Fünf Verhandlungstage
Ob sich das alles wirklich so zugetragen hat, muss die Schwurgerichtskammer jetzt mit einer Reihe von Zeugen - zu ihnen gehört am kommenden Mittwoch auch das Opfer - an fünf Verhandlungstagen klären. Im Prozess dabei ist ein psychiatrischer Gutachter, der sicher etwas zur Alkoholabhängigkeit des Angeklagten und zu dessen psychischem Zustand zur Tatzeit sagen wird. Eine Rechtsmedizinerin soll dem Gericht zusätzlich schildern, wie schwer die Verletzungen des Opfers waren.
Im Gerichtssaal
Schwurgericht: Armin Ernst (Vorsitzender Richter), Julia Merkle, Benjamin Meyer-Kuschmierz. Schöffen: Cigdem Schaich, Georg Krug. Staatsanwalt: Dr. Florian Fauser. Verteidgung: Maria Tunc. Rechtsmedizin: Dr. Melanie Hohner. Psychiatrischer Sachverständiger: Dr. Thomas Ethofer.

BEREITGESTELLTE DATEN:

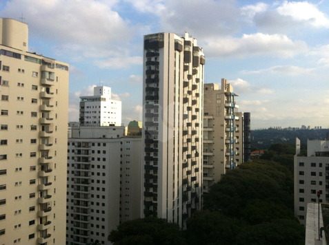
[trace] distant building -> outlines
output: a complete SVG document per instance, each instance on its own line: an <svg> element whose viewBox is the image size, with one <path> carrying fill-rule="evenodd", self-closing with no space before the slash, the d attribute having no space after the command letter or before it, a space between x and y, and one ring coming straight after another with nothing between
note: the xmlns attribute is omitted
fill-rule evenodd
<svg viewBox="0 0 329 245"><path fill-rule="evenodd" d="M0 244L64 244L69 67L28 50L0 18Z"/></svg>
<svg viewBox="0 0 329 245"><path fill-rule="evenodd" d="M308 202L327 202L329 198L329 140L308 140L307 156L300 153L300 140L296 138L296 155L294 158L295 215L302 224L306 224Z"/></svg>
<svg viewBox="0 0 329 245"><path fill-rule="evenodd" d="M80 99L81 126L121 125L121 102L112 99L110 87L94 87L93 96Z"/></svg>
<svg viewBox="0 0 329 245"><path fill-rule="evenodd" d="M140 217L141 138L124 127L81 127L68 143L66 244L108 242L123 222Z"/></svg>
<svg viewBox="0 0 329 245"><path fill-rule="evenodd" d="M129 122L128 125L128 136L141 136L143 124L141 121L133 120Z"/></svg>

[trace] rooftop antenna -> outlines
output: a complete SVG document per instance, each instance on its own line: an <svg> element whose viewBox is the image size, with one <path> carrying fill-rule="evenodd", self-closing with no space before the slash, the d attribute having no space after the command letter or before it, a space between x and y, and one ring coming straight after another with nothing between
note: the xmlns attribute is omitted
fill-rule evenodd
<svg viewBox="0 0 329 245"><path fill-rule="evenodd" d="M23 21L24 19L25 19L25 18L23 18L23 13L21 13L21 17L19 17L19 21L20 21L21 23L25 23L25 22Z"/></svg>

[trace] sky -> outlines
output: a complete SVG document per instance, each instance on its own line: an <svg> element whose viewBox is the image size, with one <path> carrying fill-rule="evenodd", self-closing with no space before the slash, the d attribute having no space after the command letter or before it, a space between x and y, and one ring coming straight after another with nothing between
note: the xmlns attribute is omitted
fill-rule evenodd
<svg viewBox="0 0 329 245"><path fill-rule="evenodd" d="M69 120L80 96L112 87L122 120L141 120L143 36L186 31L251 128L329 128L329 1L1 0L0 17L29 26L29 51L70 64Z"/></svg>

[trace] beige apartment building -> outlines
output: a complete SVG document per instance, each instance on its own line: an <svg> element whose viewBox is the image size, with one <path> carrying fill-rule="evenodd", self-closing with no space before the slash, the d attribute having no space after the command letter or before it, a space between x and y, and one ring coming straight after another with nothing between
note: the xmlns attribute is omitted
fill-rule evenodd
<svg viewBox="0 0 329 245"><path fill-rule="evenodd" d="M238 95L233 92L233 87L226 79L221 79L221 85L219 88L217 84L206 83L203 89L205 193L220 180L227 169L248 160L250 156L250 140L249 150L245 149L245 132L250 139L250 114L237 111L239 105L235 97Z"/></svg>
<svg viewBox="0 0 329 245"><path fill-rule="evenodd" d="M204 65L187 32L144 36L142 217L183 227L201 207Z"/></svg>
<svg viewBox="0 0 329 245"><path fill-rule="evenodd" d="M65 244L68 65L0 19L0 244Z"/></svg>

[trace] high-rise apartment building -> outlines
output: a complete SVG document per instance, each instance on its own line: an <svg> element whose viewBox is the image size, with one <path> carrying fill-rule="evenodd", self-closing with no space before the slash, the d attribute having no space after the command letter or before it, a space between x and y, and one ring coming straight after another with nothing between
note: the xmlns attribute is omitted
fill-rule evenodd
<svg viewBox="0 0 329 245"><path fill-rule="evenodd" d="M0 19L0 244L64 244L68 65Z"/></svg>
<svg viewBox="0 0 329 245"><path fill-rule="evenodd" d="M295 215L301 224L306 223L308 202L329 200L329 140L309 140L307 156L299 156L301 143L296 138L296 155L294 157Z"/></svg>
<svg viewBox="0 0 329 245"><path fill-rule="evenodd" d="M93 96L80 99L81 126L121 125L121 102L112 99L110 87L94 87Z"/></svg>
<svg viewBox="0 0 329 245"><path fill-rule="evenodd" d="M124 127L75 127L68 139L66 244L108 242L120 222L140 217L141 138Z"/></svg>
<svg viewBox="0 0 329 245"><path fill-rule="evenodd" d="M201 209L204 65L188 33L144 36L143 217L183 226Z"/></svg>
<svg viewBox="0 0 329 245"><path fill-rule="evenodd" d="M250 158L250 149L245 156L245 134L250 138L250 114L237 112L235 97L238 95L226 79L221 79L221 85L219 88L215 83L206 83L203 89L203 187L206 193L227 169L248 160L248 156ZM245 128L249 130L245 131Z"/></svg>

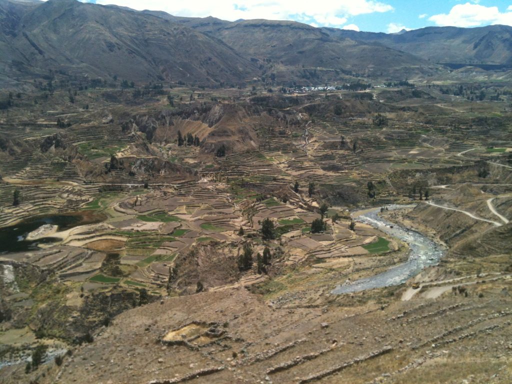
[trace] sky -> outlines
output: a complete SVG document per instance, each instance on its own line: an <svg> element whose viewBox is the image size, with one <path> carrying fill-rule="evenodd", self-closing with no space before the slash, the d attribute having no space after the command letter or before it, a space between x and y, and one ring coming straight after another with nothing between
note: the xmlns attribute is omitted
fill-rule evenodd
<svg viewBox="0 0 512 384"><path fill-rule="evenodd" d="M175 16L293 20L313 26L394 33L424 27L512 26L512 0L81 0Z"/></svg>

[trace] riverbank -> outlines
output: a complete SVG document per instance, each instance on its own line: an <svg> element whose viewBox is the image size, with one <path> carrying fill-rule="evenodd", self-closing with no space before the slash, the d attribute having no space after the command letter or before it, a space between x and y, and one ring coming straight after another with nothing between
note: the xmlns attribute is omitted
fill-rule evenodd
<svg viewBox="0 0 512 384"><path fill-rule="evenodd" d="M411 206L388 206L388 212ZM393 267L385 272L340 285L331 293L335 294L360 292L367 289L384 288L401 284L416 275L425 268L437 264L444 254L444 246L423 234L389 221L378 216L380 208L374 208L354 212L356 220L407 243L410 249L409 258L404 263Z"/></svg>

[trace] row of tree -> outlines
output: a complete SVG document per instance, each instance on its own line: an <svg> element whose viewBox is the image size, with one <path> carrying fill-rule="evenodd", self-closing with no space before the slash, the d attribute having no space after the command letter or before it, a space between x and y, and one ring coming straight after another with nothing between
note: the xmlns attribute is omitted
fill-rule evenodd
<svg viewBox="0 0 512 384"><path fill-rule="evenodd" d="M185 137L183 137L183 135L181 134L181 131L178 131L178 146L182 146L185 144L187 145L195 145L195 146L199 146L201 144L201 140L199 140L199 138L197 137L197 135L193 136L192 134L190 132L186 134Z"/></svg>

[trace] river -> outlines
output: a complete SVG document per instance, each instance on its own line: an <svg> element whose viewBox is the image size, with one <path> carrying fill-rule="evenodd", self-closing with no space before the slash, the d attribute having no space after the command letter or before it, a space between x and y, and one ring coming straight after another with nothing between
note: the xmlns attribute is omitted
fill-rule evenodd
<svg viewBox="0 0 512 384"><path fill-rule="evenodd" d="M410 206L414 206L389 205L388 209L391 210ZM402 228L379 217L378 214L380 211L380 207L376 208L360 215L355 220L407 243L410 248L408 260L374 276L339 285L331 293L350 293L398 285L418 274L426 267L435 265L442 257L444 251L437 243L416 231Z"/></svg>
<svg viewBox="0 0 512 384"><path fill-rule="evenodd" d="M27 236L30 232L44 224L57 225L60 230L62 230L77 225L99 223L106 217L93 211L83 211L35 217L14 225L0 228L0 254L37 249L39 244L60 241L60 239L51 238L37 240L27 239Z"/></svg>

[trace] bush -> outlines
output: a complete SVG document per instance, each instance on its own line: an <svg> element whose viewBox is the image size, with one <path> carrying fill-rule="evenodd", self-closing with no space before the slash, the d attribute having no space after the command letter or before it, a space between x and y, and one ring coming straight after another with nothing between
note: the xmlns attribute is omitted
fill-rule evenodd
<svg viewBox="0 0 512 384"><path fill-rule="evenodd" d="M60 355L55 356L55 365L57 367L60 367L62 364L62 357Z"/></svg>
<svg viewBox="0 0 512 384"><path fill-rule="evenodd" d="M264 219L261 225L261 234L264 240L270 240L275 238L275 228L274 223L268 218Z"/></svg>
* * *
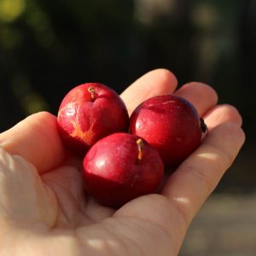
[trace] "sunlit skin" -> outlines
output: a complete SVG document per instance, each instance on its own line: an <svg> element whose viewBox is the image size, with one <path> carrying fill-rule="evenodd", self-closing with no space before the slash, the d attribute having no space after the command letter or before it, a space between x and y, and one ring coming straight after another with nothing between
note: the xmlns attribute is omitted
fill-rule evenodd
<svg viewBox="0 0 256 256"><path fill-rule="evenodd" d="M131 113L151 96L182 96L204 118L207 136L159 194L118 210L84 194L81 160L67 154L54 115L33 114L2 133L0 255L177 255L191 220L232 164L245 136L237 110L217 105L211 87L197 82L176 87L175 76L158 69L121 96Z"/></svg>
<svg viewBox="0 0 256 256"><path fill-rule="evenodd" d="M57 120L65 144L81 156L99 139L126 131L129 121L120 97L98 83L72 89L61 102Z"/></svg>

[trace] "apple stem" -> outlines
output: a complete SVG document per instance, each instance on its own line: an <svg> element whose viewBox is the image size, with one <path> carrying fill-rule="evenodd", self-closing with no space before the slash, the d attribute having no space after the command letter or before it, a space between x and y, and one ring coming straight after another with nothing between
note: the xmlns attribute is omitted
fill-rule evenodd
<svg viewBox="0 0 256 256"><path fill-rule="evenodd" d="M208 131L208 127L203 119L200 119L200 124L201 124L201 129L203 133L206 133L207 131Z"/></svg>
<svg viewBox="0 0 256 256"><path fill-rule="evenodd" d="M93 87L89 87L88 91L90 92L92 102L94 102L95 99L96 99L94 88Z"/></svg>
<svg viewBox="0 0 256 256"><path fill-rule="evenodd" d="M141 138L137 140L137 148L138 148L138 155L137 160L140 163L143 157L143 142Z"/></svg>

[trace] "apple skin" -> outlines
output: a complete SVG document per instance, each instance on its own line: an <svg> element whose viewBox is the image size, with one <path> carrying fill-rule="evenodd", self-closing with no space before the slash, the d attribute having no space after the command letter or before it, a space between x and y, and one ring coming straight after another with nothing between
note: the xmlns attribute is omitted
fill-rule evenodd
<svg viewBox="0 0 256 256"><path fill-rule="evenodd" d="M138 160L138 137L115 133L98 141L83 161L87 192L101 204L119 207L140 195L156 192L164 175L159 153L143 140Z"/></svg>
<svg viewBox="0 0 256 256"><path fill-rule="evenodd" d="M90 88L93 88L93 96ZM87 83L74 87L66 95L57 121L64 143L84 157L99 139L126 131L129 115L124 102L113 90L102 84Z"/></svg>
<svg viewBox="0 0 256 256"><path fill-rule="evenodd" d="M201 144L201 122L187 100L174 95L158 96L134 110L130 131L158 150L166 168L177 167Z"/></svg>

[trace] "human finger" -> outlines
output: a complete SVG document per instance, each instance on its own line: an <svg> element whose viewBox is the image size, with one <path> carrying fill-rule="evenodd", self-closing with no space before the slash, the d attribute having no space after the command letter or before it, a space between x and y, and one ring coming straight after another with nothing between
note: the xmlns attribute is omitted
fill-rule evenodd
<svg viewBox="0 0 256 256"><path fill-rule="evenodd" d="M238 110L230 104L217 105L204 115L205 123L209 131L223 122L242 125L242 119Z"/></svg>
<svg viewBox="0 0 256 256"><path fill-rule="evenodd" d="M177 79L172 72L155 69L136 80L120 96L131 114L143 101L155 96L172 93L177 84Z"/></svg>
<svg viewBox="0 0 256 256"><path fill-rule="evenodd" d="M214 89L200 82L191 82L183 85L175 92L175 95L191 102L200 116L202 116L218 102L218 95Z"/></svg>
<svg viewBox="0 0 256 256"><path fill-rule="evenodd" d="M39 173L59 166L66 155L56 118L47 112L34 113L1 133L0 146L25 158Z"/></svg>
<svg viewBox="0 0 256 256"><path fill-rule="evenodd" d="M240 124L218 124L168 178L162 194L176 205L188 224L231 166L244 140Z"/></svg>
...
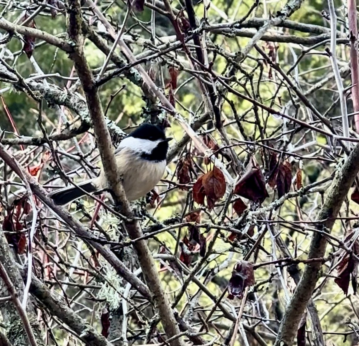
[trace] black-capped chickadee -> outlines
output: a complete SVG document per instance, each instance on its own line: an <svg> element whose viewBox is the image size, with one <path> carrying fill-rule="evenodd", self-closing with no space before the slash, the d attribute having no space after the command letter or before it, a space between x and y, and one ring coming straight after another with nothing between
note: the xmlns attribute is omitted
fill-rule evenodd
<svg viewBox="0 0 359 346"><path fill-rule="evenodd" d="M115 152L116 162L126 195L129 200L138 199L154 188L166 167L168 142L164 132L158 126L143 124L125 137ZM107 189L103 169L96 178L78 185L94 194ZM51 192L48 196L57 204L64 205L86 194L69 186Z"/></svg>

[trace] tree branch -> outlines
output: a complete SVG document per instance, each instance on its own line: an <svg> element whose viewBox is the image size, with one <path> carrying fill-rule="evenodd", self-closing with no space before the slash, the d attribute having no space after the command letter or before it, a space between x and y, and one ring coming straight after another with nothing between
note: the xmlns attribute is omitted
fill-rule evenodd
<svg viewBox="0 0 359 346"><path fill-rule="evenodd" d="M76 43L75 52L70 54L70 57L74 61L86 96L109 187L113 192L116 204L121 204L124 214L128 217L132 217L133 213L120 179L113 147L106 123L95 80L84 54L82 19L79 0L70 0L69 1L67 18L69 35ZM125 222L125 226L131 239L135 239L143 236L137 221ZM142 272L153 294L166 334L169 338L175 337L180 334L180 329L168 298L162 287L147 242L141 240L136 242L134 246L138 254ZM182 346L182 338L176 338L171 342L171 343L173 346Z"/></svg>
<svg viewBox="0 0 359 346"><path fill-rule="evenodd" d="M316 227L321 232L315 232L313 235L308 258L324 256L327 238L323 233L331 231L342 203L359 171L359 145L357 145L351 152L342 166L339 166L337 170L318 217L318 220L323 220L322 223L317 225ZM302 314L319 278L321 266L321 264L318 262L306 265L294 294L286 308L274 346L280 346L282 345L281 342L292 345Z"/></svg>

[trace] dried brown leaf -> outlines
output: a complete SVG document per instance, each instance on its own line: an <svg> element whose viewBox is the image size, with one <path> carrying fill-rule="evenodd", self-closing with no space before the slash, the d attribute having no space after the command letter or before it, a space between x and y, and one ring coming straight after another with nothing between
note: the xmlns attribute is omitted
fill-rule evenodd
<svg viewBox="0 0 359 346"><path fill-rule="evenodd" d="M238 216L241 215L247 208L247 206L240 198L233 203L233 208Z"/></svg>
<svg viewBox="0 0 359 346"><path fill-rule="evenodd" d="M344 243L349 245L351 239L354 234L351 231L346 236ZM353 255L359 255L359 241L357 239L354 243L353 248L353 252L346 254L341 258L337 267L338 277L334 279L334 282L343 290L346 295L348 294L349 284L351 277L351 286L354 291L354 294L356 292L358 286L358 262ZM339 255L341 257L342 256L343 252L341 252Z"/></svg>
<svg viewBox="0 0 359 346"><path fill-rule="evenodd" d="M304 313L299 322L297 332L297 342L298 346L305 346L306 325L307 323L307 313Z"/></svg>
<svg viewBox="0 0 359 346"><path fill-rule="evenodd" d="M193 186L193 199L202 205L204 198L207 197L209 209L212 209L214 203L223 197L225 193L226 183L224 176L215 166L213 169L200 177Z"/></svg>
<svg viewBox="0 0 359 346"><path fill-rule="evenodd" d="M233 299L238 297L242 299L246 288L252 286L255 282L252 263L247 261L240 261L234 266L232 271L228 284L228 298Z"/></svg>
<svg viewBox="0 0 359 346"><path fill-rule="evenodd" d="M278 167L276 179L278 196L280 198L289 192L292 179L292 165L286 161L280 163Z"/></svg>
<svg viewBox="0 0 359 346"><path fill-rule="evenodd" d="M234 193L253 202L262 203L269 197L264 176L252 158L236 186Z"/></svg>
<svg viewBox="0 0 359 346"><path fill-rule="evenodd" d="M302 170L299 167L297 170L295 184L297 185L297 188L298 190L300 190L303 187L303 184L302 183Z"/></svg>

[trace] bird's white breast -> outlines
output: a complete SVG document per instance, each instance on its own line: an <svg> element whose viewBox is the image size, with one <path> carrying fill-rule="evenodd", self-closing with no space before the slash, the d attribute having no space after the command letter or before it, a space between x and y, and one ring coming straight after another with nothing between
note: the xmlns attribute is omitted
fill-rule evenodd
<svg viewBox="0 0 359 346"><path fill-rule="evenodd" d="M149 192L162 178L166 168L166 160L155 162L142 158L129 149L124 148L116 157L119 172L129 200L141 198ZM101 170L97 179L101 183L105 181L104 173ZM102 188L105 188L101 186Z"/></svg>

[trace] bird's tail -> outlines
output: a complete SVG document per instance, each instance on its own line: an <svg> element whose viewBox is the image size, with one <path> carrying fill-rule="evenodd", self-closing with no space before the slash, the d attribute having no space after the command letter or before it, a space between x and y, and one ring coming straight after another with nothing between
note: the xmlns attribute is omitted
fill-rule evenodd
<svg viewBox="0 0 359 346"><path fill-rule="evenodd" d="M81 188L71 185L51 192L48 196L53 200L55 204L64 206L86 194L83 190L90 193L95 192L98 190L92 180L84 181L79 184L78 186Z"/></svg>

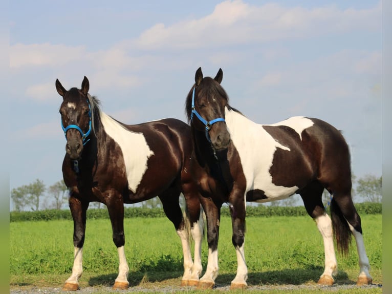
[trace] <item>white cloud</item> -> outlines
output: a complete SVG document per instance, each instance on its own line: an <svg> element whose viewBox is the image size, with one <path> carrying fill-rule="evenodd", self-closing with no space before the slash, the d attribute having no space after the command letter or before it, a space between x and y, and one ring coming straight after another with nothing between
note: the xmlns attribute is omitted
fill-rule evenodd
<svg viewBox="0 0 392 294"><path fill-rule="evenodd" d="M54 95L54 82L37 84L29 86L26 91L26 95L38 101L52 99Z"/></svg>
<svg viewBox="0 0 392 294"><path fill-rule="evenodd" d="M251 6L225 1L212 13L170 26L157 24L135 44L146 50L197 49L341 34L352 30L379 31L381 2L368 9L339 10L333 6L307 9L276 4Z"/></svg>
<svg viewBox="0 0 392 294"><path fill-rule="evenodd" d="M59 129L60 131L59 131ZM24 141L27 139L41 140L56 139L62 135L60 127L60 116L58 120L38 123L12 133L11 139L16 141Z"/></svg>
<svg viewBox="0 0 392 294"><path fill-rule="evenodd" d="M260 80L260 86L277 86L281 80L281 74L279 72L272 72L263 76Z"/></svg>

ZU BEARBEITENDE AUFGABEN:
#1 Nenne alle Personen, die im Text über den Prozess mit dem Titel „Dr.“ aufgeführt sind.
#2 Gib aus den Einträgen den Abschnitt unverändert wieder, der mit der Zeile beginnt, die „[trace] beige apartment building -> outlines“ enthält, und mit der Zeile endet, die „244L68 65L0 19L0“ enthält.
Der Text und die Einträge sind voneinander unabhängiges Material.

ERGEBNISSE DER AUFGABEN:
#1 Dr. Florian Fauser, Dr. Melanie Hohner, Dr. Thomas Ethofer

#2
[trace] beige apartment building -> outlines
output: a complete SVG document per instance, each instance on its own line: an <svg> element whose viewBox is the image size, with one <path> carrying fill-rule="evenodd", self-closing with no space before the slash, the d attribute having no space after the command letter or before it, a space between x and y, and one ring coming straight after another with nothing between
note: the xmlns attribute is omitted
fill-rule evenodd
<svg viewBox="0 0 329 245"><path fill-rule="evenodd" d="M238 95L233 92L233 87L226 79L221 79L221 85L219 88L217 84L206 83L203 89L205 193L220 180L227 169L248 160L250 156L250 140L249 150L245 149L245 132L250 139L250 114L237 111L239 105L235 97Z"/></svg>
<svg viewBox="0 0 329 245"><path fill-rule="evenodd" d="M204 65L187 32L144 36L142 217L183 227L201 207Z"/></svg>
<svg viewBox="0 0 329 245"><path fill-rule="evenodd" d="M65 244L68 65L0 19L0 244Z"/></svg>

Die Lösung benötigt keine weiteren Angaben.